■ PASSAGE ■
★ ★ ★

In rejecting the claims for privilege for ‘competition between individuals of the same species’ – and of ‘evolution’ as conceived of an ‘animal’ key – we are not forced back into the outmoded forms of creationism and spurious notions of intelligent design of a single-minded form of monotheism which sustained previous European modes of living.
Rather, we embrace with both hands the new insights which life has achieved and seek to rewrite them in a non-privileging manner. Or, if that is an impossible objective, to redistribute the privileges for the benefit of the whole of life, and not merely a small part of it.
All things considered, we can state:
“Life is a text generated by a cosmic context.”
That allows for all manner of ‘messages’ to be inscribed on Being as it eternally recycles.
Some of those messages may be regarded as ‘favourable’ and some ‘unfavourable’ when viewed from a particular set of values.
One of the advantages in jettisoning Darwin’s early 1800s view of life – with its ‘artificial selection’ way of thinking – is that our minds can be freed from privileging a ‘bodily’ basis for reproduction.

★ ★ ★

Source records
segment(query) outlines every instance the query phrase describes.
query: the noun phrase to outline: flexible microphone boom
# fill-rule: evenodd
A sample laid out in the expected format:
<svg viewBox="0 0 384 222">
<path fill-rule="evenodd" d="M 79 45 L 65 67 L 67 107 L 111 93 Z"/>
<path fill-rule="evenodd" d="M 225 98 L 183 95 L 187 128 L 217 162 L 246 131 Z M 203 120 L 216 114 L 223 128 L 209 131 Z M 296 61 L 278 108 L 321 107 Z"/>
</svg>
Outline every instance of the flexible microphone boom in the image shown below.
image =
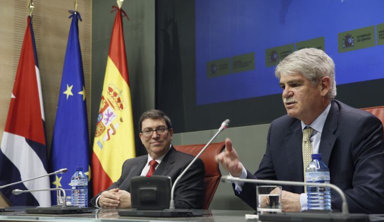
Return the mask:
<svg viewBox="0 0 384 222">
<path fill-rule="evenodd" d="M 0 189 L 4 188 L 5 187 L 7 187 L 12 185 L 14 185 L 15 184 L 18 184 L 19 183 L 24 183 L 24 182 L 29 181 L 29 180 L 35 180 L 36 179 L 38 179 L 41 177 L 44 177 L 44 176 L 50 176 L 51 175 L 53 175 L 53 174 L 61 174 L 65 173 L 65 172 L 67 172 L 67 170 L 68 169 L 66 168 L 64 168 L 63 169 L 60 169 L 57 171 L 54 171 L 53 173 L 48 173 L 48 174 L 43 175 L 42 176 L 39 176 L 36 177 L 33 177 L 33 178 L 21 180 L 21 181 L 15 182 L 14 183 L 10 183 L 9 184 L 5 184 L 3 186 L 0 186 Z"/>
<path fill-rule="evenodd" d="M 184 170 L 182 172 L 182 173 L 180 174 L 180 175 L 179 175 L 177 178 L 176 178 L 176 180 L 175 181 L 175 183 L 174 183 L 173 185 L 172 186 L 172 189 L 171 191 L 171 201 L 170 202 L 170 210 L 175 210 L 175 200 L 174 198 L 174 194 L 175 194 L 175 188 L 176 187 L 176 184 L 177 184 L 178 182 L 180 180 L 180 179 L 183 177 L 183 176 L 186 173 L 186 172 L 187 172 L 187 170 L 188 170 L 188 169 L 190 168 L 191 166 L 192 165 L 192 164 L 196 161 L 196 159 L 197 159 L 197 158 L 198 158 L 199 156 L 200 156 L 200 155 L 202 153 L 202 152 L 204 151 L 204 150 L 205 150 L 207 147 L 212 143 L 212 141 L 214 140 L 216 137 L 217 137 L 217 135 L 222 132 L 224 130 L 226 129 L 228 127 L 228 126 L 229 125 L 229 124 L 230 123 L 230 121 L 228 119 L 226 119 L 224 121 L 221 123 L 221 125 L 220 126 L 220 128 L 219 128 L 217 132 L 216 133 L 216 134 L 212 137 L 212 138 L 209 140 L 209 141 L 208 142 L 208 143 L 205 145 L 205 146 L 201 149 L 201 150 L 200 150 L 200 152 L 199 152 L 198 153 L 197 153 L 197 155 L 196 155 L 196 156 L 194 157 L 193 159 L 192 160 L 192 161 L 190 163 L 190 164 L 186 167 L 186 168 L 184 169 Z"/>
<path fill-rule="evenodd" d="M 343 191 L 337 186 L 330 183 L 306 183 L 304 182 L 287 181 L 283 180 L 260 180 L 257 179 L 240 179 L 231 175 L 223 176 L 220 179 L 224 183 L 244 182 L 245 183 L 261 183 L 266 184 L 287 185 L 291 186 L 313 186 L 315 187 L 329 187 L 336 191 L 342 200 L 342 212 L 327 212 L 307 211 L 307 212 L 284 213 L 275 214 L 263 214 L 259 215 L 259 220 L 262 221 L 286 222 L 300 221 L 306 222 L 313 221 L 342 222 L 369 222 L 368 215 L 364 214 L 350 214 L 347 198 Z"/>
<path fill-rule="evenodd" d="M 65 208 L 67 206 L 66 195 L 65 194 L 65 191 L 64 190 L 64 189 L 61 188 L 60 187 L 57 188 L 41 189 L 39 190 L 19 190 L 18 189 L 16 189 L 12 191 L 12 194 L 13 194 L 14 195 L 18 195 L 19 194 L 22 194 L 23 193 L 29 193 L 29 192 L 35 192 L 35 191 L 52 191 L 52 190 L 57 190 L 57 191 L 61 191 L 61 193 L 63 193 L 63 198 L 62 207 Z"/>
</svg>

★ ★ ★

■ WHAT YOU WILL DO ■
Reproduce the passage on evolution from "All things considered, we" up to and including "it eternally recycles.".

■ EXERCISE ANSWER ■
All things considered, we can state:
“Life is a text generated by a cosmic context.”
That allows for all manner of ‘messages’ to be inscribed on Being as it eternally recycles.